### WHAT TO WORK ON
A: Transcribe the stretch from "AMY ACKERBERG-HASTINGS, Iowa" through "Davies' textbook series." in the history-of-mathematics abstracts.
B: Restate word for word the stretch of the rows from their start through the line containing "M308 102L310 93L310", leaving the picture out of your answer.

──────── EXCERPT TO READ ────────

FRANCINE ABELES, Kean University, Union, New Jersey, USA
Game theory and politics: a note on C. L. Dodgson

In 1884, C. L. Dodgson wrote The Principles of Parliamentary Representation where he showed, for the first time, that in an election if each of two political parties utilizes a maximin strategy in a two person zero sum game model, the result would be a ``best'' electoral system in the sense of providing the greatest degree of voter representation.

AMY ACKERBERG-HASTINGS, Iowa State University, Iowa, USA
The semi-secret history of Charles Davies

Charles Davies (1798-1876) and his textbooks invariably show up in discussions touching on mathematics education in the United States in the nineteenth century. Yet, due to the generality, age, or inaccessibility of most of even the relevant secondary sources, many mathematicians and historians have been unable to learn the reasons why Davies exerted such a pervasive influence. Thus, this paper draws upon the first modern biography of Davies to outline his life and career. The paper will also note some of the perennial themes in mathematics education manifested in Davies' textbook series.

──────── RECORD SET ────────

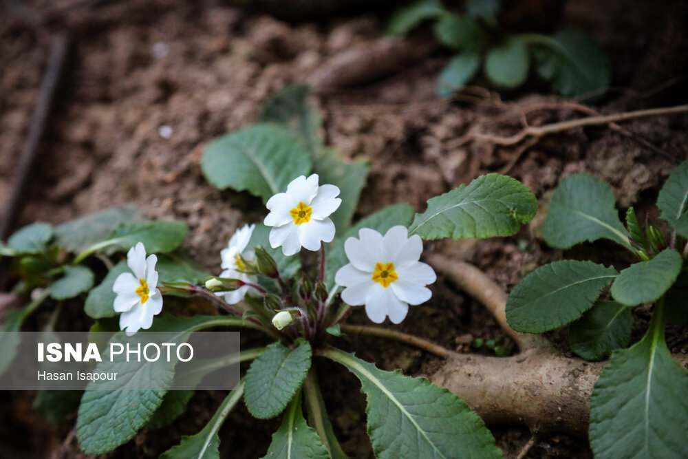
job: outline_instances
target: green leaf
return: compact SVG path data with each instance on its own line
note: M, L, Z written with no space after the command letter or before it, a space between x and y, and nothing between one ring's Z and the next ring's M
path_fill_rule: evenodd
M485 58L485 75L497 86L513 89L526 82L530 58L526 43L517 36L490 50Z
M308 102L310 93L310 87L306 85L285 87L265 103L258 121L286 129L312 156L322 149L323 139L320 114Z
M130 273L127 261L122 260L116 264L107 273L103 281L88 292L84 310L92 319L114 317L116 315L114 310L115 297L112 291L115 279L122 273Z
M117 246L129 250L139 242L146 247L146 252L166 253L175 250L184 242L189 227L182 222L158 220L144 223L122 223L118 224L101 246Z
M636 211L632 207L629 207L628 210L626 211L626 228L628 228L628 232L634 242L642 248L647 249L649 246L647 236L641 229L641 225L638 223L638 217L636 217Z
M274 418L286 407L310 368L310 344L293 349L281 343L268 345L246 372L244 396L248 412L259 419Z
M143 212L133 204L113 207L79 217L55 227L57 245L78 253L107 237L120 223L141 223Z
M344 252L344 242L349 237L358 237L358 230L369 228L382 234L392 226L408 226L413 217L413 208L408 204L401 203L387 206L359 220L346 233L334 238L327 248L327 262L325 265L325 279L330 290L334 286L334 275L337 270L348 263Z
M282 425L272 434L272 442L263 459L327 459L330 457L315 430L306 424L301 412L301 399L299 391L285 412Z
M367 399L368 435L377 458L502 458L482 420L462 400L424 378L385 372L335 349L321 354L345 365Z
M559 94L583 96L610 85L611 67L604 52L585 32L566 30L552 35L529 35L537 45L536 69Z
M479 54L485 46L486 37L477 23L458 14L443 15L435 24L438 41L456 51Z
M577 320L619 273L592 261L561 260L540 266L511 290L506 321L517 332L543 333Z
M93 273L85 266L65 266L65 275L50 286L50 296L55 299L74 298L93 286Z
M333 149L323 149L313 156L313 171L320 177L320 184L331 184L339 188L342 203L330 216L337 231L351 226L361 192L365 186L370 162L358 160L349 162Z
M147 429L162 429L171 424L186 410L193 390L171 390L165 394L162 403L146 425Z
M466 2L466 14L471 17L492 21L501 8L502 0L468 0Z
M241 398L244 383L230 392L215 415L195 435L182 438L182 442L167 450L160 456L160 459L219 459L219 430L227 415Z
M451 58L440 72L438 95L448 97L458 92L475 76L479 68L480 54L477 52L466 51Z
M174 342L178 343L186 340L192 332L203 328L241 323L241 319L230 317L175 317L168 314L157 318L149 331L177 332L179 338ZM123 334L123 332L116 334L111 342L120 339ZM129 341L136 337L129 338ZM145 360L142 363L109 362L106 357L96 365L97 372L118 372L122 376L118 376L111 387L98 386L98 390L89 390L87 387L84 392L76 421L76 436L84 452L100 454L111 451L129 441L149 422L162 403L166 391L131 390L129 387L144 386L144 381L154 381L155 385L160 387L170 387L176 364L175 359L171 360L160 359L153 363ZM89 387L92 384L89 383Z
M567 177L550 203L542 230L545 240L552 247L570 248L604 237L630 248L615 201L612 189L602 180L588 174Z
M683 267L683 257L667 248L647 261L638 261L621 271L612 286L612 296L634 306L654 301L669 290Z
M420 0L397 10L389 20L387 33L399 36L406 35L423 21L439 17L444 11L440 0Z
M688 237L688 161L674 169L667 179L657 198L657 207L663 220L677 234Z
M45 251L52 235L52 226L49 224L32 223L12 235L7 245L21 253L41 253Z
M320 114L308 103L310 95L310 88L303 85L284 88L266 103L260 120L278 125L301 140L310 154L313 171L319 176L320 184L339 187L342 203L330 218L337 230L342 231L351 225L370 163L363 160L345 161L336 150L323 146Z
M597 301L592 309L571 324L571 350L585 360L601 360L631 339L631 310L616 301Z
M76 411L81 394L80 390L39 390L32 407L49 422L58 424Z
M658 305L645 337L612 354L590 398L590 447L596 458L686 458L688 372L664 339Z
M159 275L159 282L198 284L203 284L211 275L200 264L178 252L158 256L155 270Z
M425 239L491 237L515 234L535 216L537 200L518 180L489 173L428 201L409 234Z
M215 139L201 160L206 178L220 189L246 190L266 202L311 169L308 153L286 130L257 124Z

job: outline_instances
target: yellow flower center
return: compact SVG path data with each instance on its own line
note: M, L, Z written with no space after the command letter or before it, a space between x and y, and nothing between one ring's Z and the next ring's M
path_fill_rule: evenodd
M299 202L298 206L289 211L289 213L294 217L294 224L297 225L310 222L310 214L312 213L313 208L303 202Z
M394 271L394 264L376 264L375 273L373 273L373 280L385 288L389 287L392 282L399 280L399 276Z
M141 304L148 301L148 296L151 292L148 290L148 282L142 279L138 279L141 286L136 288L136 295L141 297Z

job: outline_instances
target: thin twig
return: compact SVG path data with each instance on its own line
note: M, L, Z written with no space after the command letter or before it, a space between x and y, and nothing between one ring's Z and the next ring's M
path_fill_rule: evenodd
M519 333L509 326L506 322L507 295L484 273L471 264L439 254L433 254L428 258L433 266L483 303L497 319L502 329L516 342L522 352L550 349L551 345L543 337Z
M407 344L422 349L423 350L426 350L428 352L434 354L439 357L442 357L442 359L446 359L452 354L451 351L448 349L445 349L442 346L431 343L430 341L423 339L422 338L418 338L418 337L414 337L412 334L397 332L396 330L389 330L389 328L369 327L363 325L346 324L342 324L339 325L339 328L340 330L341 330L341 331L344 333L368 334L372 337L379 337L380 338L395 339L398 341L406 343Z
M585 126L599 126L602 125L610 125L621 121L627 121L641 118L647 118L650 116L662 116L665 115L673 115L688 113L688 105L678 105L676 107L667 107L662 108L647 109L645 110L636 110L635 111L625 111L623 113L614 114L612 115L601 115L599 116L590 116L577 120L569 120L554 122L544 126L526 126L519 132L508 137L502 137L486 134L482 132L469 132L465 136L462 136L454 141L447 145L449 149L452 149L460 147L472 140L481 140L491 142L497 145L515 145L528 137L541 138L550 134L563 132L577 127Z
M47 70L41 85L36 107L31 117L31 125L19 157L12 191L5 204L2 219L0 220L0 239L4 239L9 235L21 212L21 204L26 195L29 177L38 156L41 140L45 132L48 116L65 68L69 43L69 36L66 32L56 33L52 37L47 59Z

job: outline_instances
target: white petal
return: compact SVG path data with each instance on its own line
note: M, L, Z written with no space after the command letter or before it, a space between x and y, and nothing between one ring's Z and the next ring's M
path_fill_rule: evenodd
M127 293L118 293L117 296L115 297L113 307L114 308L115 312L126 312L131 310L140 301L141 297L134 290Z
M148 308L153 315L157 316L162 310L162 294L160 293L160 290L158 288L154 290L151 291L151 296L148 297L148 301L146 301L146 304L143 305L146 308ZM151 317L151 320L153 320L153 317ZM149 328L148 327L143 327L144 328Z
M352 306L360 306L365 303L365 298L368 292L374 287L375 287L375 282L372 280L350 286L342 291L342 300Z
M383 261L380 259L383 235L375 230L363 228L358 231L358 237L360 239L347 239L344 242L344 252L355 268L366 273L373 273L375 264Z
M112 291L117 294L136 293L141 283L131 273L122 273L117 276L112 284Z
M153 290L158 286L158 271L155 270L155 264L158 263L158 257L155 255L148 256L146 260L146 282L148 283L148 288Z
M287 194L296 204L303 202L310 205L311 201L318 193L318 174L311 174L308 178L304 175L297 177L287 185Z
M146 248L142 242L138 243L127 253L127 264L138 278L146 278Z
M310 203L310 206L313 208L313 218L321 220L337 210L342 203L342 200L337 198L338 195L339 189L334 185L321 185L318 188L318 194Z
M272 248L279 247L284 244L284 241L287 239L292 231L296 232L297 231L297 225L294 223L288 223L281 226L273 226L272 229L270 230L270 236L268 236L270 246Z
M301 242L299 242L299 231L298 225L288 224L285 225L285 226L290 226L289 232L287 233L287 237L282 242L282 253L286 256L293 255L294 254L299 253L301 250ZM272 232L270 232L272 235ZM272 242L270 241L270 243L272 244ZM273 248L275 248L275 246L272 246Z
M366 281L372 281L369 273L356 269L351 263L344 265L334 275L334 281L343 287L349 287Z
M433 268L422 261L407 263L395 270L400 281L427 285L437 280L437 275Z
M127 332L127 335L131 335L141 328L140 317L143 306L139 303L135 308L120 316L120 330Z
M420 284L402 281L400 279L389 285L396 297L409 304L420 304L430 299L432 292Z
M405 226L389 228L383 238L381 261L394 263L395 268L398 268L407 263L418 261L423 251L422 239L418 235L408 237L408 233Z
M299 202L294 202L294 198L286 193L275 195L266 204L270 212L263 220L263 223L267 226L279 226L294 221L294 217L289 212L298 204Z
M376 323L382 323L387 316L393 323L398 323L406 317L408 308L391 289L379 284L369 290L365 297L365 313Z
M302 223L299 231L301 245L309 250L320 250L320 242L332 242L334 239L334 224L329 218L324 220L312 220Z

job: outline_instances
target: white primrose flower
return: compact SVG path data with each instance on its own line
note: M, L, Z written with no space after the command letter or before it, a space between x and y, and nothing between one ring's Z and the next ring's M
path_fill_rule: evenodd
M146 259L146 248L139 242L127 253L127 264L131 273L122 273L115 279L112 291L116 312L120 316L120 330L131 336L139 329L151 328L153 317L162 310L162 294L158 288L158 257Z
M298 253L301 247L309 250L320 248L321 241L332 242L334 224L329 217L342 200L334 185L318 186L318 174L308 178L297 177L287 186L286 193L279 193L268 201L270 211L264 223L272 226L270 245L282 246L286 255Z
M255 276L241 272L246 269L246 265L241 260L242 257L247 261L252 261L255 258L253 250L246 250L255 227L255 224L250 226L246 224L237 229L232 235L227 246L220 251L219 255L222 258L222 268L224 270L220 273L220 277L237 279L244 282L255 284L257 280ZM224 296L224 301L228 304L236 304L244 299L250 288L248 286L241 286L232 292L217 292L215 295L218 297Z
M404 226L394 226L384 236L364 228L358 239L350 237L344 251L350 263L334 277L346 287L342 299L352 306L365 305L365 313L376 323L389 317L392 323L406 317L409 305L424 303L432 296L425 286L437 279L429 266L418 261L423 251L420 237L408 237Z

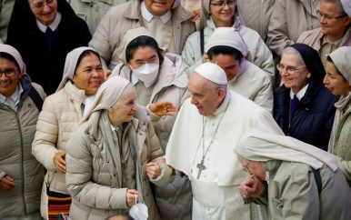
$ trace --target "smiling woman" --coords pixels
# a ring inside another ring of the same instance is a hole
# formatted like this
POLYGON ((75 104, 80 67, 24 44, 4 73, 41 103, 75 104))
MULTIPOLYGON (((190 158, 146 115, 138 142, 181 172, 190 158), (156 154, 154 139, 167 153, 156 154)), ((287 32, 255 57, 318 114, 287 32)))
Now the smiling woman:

────────

### EXERCISE RESPONSES
A:
AMY ACKERBERG-HASTINGS, Iowa State University, Iowa, USA
The semi-secret history of Charles Davies

Charles Davies (1798-1876) and his textbooks invariably show up in discussions touching on mathematics education in the United States in the nineteenth century. Yet, due to the generality, age, or inaccessibility of most of even the relevant secondary sources, many mathematicians and historians have been unable to learn the reasons why Davies exerted such a pervasive influence. Thus, this paper draws upon the first modern biography of Davies to outline his life and career. The paper will also note some of the perennial themes in mathematics education manifested in Davies' textbook series.

B:
job: outline_instances
target: green leaf
return: compact SVG path data with each instance on its own line
note: M, L, Z written with no space after the command letter or before it, a space between x and y, and nothing between one ring's Z and the next ring's M
path_fill_rule: evenodd
M485 58L485 75L497 86L513 89L526 82L530 58L526 43L517 36L490 50Z
M308 102L310 93L310 87L306 85L285 87L265 103L258 121L286 129L312 156L322 149L323 139L320 114Z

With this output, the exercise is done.